• _Work to be completed_
Search the listing for the string "pair" and copy every line that contains it.

─── Task data ───

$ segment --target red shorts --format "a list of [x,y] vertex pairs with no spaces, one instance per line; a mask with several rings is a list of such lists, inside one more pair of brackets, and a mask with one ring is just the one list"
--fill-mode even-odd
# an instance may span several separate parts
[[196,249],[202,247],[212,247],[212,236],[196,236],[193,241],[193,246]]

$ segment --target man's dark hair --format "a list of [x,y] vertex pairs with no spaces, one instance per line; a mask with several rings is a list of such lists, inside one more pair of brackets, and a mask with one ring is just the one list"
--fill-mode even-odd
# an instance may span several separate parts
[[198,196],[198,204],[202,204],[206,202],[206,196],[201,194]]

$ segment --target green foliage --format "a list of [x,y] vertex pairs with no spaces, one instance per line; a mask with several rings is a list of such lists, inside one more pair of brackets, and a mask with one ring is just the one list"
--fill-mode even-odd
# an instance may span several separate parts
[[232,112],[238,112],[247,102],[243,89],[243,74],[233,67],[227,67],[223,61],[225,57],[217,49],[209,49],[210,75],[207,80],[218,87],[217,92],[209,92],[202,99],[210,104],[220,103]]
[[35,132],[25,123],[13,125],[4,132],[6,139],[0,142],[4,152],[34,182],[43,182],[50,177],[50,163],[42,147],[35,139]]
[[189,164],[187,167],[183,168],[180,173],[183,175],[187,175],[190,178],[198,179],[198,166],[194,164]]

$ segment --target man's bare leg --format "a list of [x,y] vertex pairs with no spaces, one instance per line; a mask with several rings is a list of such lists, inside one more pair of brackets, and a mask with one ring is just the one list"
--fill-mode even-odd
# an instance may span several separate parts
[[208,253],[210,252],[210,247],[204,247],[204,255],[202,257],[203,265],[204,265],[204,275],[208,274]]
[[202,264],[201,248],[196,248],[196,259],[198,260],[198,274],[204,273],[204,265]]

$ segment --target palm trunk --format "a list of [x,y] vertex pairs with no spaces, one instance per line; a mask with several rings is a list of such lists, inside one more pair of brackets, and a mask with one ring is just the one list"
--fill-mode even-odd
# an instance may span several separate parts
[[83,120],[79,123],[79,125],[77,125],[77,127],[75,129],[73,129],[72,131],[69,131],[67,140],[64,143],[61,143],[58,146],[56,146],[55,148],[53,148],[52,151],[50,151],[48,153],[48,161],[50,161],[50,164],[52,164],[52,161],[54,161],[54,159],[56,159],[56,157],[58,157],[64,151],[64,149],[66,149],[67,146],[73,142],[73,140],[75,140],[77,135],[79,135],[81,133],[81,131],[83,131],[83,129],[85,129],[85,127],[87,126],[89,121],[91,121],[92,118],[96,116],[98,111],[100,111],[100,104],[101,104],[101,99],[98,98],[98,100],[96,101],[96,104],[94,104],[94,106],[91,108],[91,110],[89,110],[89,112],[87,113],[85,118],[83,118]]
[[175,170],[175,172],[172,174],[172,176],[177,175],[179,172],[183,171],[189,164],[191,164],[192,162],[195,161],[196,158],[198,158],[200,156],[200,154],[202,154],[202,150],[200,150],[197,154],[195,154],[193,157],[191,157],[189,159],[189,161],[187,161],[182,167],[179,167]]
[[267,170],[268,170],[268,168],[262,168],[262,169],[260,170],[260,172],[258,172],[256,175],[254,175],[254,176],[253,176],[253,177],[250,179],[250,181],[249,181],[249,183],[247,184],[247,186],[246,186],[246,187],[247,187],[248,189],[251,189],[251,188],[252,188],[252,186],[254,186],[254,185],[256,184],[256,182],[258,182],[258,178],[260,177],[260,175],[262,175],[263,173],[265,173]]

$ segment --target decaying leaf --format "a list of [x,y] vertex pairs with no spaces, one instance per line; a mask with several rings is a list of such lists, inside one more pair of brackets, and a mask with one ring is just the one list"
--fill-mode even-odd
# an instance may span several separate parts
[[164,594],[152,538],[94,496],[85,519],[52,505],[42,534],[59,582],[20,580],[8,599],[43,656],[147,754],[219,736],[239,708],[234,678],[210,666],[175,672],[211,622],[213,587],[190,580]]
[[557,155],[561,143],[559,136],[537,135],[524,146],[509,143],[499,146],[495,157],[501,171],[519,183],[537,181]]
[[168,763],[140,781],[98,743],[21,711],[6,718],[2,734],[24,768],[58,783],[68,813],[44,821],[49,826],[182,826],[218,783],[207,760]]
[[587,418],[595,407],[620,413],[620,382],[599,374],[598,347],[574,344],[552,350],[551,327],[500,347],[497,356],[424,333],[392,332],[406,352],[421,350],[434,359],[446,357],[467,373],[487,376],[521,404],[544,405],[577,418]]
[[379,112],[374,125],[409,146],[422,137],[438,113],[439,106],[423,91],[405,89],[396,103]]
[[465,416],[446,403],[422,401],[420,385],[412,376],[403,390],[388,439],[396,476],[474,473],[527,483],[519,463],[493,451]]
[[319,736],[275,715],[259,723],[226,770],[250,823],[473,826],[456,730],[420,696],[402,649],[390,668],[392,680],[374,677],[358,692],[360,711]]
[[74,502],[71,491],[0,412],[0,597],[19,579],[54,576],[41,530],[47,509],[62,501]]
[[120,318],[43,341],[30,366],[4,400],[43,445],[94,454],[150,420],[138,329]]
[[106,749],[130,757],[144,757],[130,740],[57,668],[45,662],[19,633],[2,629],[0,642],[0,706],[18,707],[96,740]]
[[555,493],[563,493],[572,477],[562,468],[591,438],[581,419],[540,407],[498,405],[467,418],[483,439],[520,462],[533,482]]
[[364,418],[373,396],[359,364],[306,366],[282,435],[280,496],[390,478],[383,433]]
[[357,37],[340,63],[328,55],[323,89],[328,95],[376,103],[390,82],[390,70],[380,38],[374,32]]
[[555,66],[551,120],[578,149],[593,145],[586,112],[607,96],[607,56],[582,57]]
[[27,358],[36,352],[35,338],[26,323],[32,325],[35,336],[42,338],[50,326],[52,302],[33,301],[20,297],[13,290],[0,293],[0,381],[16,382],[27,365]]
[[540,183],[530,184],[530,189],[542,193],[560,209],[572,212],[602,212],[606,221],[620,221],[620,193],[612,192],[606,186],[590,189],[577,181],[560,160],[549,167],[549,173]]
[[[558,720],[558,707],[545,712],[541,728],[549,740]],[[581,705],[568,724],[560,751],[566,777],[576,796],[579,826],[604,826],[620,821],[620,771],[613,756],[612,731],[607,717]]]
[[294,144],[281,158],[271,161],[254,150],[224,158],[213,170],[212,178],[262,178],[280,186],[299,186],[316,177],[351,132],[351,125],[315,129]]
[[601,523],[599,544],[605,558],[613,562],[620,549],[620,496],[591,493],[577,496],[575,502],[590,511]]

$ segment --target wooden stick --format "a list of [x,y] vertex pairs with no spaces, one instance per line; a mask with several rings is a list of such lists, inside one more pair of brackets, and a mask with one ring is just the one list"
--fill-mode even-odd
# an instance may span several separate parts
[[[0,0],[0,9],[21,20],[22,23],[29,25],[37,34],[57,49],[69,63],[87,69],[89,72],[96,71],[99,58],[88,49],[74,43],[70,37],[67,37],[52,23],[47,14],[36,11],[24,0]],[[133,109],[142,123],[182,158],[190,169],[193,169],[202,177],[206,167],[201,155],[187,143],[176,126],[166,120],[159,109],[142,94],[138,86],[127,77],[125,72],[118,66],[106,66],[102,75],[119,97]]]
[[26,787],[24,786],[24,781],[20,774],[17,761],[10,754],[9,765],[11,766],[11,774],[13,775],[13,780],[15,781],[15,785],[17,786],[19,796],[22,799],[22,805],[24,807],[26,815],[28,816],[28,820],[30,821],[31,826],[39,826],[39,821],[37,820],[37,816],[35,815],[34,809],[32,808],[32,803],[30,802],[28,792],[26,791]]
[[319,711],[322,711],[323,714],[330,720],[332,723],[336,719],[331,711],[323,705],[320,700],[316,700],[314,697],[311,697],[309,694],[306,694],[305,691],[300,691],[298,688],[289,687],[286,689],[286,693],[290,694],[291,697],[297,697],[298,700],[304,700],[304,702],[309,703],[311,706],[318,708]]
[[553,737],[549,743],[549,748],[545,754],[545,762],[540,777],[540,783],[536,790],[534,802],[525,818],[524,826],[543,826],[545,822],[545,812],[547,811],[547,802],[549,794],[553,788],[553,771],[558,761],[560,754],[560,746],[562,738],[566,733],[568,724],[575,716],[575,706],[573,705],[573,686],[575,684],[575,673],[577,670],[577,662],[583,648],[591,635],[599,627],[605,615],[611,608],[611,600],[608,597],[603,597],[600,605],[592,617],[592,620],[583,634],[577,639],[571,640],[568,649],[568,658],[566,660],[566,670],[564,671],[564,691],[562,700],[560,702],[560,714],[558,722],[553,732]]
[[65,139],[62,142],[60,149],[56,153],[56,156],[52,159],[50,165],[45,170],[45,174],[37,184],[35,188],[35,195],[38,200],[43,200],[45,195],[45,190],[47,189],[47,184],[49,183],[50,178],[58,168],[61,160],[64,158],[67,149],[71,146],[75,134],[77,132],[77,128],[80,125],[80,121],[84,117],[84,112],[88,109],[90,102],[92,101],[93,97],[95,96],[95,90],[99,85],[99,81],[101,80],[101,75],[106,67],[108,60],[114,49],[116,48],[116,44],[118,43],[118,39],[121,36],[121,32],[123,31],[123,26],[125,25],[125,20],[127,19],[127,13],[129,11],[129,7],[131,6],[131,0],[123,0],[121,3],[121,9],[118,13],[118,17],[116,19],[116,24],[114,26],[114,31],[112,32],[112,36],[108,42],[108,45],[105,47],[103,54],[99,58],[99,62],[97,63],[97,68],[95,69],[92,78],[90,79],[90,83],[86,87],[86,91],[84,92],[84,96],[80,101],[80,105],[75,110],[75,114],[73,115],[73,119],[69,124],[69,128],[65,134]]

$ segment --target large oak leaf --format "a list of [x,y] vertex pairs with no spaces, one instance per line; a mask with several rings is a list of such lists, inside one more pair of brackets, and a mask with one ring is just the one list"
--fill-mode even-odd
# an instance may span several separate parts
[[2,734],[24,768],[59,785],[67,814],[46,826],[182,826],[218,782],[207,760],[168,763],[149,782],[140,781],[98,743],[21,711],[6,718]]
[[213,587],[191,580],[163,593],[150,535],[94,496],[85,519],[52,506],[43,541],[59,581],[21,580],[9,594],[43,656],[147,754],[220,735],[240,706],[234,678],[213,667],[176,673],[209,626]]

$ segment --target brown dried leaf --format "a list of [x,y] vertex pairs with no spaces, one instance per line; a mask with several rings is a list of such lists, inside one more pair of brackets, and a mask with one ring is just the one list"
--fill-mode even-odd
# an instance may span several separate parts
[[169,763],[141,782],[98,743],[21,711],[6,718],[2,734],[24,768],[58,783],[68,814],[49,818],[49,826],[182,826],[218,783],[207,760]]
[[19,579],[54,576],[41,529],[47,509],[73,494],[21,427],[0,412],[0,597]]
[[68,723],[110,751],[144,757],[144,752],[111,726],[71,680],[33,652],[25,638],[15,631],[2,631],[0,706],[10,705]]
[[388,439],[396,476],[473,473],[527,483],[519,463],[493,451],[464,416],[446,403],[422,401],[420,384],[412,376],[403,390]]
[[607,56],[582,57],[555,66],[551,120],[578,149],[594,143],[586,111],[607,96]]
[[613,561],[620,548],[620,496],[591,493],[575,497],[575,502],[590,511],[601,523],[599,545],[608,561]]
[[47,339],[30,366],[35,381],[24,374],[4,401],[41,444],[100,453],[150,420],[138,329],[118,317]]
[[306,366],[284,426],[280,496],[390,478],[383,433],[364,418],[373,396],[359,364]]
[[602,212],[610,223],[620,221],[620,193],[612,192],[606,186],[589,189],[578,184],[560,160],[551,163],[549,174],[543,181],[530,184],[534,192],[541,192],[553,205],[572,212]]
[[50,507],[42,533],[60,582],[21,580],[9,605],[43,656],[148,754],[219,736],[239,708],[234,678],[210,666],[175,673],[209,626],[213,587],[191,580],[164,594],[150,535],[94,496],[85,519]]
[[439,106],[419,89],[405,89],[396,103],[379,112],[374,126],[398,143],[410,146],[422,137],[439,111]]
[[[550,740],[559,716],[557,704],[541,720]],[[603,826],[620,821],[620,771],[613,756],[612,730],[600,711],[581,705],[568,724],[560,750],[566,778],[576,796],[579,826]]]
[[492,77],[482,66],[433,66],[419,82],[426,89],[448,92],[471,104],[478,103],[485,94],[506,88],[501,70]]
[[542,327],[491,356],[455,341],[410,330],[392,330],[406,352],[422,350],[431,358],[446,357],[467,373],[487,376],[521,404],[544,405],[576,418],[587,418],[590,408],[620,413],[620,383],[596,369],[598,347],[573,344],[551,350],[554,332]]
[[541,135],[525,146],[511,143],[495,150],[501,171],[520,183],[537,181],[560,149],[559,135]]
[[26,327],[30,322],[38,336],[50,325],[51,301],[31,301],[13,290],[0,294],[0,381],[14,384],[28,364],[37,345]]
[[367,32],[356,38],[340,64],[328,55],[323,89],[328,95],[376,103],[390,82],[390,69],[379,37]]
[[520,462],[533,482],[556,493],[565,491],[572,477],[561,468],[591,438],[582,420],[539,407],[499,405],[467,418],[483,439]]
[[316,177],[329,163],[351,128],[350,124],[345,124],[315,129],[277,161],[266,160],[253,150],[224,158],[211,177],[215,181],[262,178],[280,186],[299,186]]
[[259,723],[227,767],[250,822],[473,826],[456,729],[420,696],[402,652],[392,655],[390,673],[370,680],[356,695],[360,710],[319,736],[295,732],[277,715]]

───

• _Task output_
$ segment --target red shorts --format "a list of [x,y] vertex pairs with no spaces, one instance per line; a mask with several rings is a list of such lists, inside one more pair of brackets, and a mask with one ring is just the one list"
$ segment --target man's dark hair --format "a list of [x,y] vertex pairs with no spaces, one instance per line; a mask with several rings is a list of such lists, inside one more pair of brackets, and a mask with one ring is just the one list"
$ segment --target green foliage --format "a list of [x,y] vertex pairs with no spaces, one instance per line; a mask with several rings is a list of such lists, inside one more pair of brackets, and a mask with one ring is just the one list"
$ segment --target man's bare leg --format "a list of [x,y] vertex pairs with no spaces, one instance per line; a mask with several rings is a list of such lists, inside one more pair of brackets, and a mask with one ring is just the one list"
$ segment --target palm trunk --format "a list of [x,y] vertex pairs with no spaces, one instance per line; a mask with several rings is a list of such lists, inside one more pair of brackets, and a mask with one ring is just the one list"
$ segment --target decaying leaf --format "a list of [x,y] vertex pairs with no spaces, one instance per line; a mask with several rings is a list of such lists, inside one more pair of brackets, and a mask with one ring is just the one list"
$ segment --target wooden stick --format "a list of [x,y] vertex pairs with no spaces, one instance per line; a mask with several rings is a list of such lists, inside one more pair of brackets, and a mask with one ring is just the one list"
$ segment --target large oak leaf --format "a list of [x,y] vertex pairs with no spaces, one instance per line; a mask with several rings is a list of such lists, inside one more pair of brackets, and a mask with one ring is just the one list"
$ segment --target brown dried leaf --format "a list of [x,y] vertex pairs with no spaces, one instance per line; a mask with several rings is a list of such lists, inside one more pair of brackets, and a mask with one ring is just the one list"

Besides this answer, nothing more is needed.